Labeled shape records:
○ ○ ○ ○ ○

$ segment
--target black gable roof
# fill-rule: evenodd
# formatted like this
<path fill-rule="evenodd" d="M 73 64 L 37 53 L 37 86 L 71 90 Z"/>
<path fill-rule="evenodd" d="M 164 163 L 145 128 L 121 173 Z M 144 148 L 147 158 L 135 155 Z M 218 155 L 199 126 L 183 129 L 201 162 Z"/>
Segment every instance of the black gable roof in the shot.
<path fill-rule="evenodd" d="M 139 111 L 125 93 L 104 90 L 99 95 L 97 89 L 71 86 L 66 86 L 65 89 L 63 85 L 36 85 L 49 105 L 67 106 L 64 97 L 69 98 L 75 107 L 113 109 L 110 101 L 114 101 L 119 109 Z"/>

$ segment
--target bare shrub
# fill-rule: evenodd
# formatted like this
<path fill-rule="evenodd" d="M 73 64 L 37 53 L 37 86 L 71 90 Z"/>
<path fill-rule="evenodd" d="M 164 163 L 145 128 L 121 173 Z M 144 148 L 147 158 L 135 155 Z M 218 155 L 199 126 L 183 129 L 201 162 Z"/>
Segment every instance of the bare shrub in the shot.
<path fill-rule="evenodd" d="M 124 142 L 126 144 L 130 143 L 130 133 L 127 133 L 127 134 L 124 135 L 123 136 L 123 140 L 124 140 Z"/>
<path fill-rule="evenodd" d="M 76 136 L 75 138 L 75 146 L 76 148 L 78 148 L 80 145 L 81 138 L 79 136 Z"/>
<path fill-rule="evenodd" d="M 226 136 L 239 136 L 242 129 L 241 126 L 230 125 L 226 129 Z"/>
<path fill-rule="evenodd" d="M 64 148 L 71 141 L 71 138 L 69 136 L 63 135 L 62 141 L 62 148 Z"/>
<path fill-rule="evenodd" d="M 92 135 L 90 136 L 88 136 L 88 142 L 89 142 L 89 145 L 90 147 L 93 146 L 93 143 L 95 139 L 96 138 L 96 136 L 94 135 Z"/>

○ ○ ○ ○ ○

▶ _Work to do_:
Print all of the data above again, line for line and without any changes.

▶ _Full solution_:
$ segment
--target black gable roof
# fill-rule: evenodd
# formatted like this
<path fill-rule="evenodd" d="M 73 64 L 37 53 L 37 86 L 71 90 Z"/>
<path fill-rule="evenodd" d="M 164 163 L 145 128 L 121 173 Z M 144 148 L 147 158 L 135 155 Z M 218 155 L 199 126 L 183 129 L 201 162 Z"/>
Segment every instance of the black gable roof in the shot.
<path fill-rule="evenodd" d="M 139 111 L 125 93 L 104 90 L 99 95 L 97 89 L 71 86 L 66 86 L 65 89 L 63 85 L 36 85 L 49 105 L 67 106 L 64 97 L 69 98 L 75 107 L 113 109 L 110 101 L 114 101 L 119 109 Z"/>

$ segment
--target bare shrub
# fill-rule: evenodd
# formatted like this
<path fill-rule="evenodd" d="M 73 64 L 37 53 L 37 86 L 71 90 Z"/>
<path fill-rule="evenodd" d="M 164 163 L 145 128 L 121 173 Z M 144 148 L 147 158 L 135 155 Z M 218 155 L 199 126 L 183 129 L 201 162 Z"/>
Segment every instance of the bare shrub in the shot.
<path fill-rule="evenodd" d="M 124 142 L 126 144 L 130 143 L 130 133 L 127 133 L 127 134 L 124 135 L 123 136 L 123 140 L 124 140 Z"/>
<path fill-rule="evenodd" d="M 76 136 L 75 138 L 75 146 L 76 148 L 78 148 L 80 145 L 81 138 L 79 136 Z"/>
<path fill-rule="evenodd" d="M 226 136 L 239 136 L 242 129 L 241 126 L 230 125 L 226 129 Z"/>
<path fill-rule="evenodd" d="M 64 148 L 71 141 L 71 138 L 69 136 L 63 135 L 62 141 L 62 148 Z"/>
<path fill-rule="evenodd" d="M 92 135 L 90 136 L 88 136 L 88 142 L 89 142 L 89 145 L 90 147 L 93 146 L 93 143 L 95 139 L 96 138 L 96 136 L 94 135 Z"/>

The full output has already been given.